◆ The task: Update the records from the line with "Put a dot on each instance of the doe's head" up to and including the line with "column 200, row 282" by replacing "crop-scouting log" with "field-survey log", leaving everything else unchanged. Return only those lines.

◆ Supplied entries:

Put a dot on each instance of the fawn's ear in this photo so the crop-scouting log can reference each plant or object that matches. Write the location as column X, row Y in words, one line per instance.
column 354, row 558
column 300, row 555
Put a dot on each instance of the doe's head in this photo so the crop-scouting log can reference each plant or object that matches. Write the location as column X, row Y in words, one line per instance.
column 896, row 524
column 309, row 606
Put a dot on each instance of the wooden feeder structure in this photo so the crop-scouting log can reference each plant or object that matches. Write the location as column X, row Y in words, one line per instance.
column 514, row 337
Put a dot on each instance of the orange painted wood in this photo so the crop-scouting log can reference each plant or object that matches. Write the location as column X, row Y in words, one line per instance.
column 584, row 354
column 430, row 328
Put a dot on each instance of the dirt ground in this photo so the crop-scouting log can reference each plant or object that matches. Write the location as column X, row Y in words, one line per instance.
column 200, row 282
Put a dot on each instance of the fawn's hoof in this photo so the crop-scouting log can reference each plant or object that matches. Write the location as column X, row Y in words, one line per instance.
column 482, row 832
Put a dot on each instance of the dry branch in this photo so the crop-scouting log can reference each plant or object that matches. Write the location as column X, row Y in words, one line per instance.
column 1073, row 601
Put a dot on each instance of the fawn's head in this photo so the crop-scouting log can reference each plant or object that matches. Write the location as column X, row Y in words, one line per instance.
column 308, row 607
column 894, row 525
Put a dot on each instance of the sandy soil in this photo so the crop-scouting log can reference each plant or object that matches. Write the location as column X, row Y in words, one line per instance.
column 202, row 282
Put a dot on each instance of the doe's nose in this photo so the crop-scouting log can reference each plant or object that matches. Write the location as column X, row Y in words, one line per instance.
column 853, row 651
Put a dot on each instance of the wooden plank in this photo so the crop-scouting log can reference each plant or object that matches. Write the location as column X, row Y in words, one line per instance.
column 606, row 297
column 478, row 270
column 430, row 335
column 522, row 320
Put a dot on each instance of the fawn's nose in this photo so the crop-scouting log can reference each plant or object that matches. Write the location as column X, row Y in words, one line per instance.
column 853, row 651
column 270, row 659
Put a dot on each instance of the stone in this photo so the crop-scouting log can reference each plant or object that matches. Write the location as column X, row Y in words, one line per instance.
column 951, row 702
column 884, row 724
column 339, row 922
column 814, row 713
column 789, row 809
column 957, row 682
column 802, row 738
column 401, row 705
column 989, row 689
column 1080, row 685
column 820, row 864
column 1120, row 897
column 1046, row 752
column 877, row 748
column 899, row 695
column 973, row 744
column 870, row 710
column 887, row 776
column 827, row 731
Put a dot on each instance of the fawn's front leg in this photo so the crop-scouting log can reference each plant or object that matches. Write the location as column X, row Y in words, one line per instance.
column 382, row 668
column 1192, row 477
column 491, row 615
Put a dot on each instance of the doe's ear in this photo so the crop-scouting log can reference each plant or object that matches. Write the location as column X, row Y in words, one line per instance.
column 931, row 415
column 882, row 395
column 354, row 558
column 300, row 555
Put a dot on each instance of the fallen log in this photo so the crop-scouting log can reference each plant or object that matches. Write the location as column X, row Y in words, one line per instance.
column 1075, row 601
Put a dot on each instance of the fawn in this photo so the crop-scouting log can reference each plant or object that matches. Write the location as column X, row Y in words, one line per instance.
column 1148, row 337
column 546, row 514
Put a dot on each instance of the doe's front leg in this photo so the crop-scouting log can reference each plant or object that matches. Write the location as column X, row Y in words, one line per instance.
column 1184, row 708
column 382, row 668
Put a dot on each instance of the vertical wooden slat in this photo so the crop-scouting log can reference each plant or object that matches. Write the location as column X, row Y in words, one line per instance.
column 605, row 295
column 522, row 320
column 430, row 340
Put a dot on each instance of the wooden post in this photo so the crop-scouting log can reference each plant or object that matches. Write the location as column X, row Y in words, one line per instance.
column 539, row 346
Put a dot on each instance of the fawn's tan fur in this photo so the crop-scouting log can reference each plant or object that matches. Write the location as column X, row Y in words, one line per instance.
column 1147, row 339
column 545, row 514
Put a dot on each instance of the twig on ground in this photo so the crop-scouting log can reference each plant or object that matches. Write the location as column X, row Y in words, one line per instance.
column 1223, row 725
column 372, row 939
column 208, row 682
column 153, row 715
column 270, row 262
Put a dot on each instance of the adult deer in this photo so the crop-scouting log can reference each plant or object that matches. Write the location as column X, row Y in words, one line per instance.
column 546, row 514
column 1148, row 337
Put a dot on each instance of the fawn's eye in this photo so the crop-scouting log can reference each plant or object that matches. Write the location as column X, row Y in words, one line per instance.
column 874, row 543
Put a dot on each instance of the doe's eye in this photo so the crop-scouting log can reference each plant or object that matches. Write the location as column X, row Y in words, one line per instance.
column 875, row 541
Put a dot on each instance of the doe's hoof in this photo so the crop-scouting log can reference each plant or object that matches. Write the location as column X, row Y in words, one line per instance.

◆ The completed task:
Put a dot on each instance of the doe's head in this photo so the field-survey log can reference each plant or object that matches. Write the location as column X, row Y in words, one line per instance.
column 896, row 524
column 309, row 606
Put a dot on each instance of the wooden feeder structure in this photo so the field-survey log can reference each plant or object that matches. Write the location as column X, row Y in words, one line per instance.
column 514, row 337
Put a dot on each instance of the orange painted wood in this photo so the field-survey log can reference each plant or object that matches. Write the location as column X, row Y in words, one line per instance.
column 584, row 354
column 430, row 328
Put a dot on each instance of the dirt ground in this photo so the field-survey log can reference each plant or object that matches. Write the location as column X, row Y in words, one line per instance.
column 200, row 282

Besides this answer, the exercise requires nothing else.